Records for the exercise: Begin
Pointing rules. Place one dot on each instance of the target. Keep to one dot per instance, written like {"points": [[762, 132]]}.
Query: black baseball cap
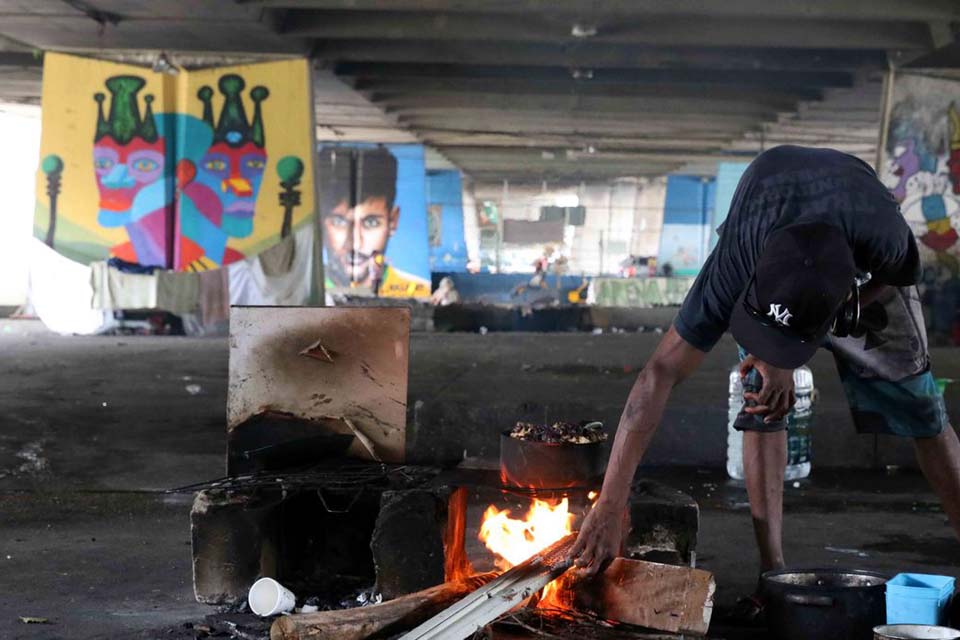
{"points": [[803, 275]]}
Records for the exercise: End
Records for the exercise: Begin
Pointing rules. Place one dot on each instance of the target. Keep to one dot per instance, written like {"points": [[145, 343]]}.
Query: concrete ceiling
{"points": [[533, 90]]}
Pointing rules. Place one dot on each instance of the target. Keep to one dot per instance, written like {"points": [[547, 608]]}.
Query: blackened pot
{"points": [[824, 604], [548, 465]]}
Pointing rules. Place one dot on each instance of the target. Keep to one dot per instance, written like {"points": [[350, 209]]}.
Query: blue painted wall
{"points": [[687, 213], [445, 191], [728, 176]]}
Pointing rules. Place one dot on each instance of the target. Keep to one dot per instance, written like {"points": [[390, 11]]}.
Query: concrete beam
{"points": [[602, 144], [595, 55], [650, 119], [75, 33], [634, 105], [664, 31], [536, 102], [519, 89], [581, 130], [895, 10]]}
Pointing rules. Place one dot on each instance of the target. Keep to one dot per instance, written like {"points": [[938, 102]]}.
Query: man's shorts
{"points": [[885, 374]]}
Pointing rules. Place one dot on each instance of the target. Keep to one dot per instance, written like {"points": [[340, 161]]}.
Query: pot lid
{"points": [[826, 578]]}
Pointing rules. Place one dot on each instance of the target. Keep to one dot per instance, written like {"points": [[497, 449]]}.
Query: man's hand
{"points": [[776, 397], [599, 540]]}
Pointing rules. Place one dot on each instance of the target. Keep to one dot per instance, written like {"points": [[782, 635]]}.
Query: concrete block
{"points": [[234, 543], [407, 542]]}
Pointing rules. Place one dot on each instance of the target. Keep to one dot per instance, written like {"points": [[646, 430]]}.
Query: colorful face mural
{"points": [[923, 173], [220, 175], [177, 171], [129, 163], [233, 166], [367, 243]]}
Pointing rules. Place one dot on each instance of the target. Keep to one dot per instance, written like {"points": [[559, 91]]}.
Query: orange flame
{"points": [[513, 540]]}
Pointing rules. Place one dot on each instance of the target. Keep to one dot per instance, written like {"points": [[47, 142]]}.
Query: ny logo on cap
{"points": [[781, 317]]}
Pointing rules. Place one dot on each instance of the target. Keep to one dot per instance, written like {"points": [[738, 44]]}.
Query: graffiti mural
Records for the exercise: End
Records for the exercise: Begin
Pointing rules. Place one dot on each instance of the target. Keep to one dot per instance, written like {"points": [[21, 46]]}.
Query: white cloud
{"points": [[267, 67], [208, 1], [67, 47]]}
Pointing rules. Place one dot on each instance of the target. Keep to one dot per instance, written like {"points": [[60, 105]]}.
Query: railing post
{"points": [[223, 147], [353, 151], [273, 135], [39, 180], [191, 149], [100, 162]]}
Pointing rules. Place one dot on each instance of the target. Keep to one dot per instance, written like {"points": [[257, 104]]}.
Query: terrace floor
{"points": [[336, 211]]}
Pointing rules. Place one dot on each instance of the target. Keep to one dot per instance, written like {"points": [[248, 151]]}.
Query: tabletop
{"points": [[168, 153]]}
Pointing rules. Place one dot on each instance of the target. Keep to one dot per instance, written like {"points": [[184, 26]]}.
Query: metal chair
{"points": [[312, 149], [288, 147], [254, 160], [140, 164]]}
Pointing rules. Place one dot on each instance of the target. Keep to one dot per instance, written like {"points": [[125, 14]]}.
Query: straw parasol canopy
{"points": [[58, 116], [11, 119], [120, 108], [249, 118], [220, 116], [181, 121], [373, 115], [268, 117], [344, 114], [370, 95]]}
Records for the exercise: End
Using the material above, transcribe exactly the lines from the line with "Query: ny logo on cap" to the line with "Query: graffiti mural"; both count, and nothing else goes in.

Result:
Query: ny logo on cap
{"points": [[781, 317]]}
Pointing rules. Place one dot on each instance of the target. Keep to one dot per instance, written like {"points": [[738, 44]]}.
Query: graffiti mural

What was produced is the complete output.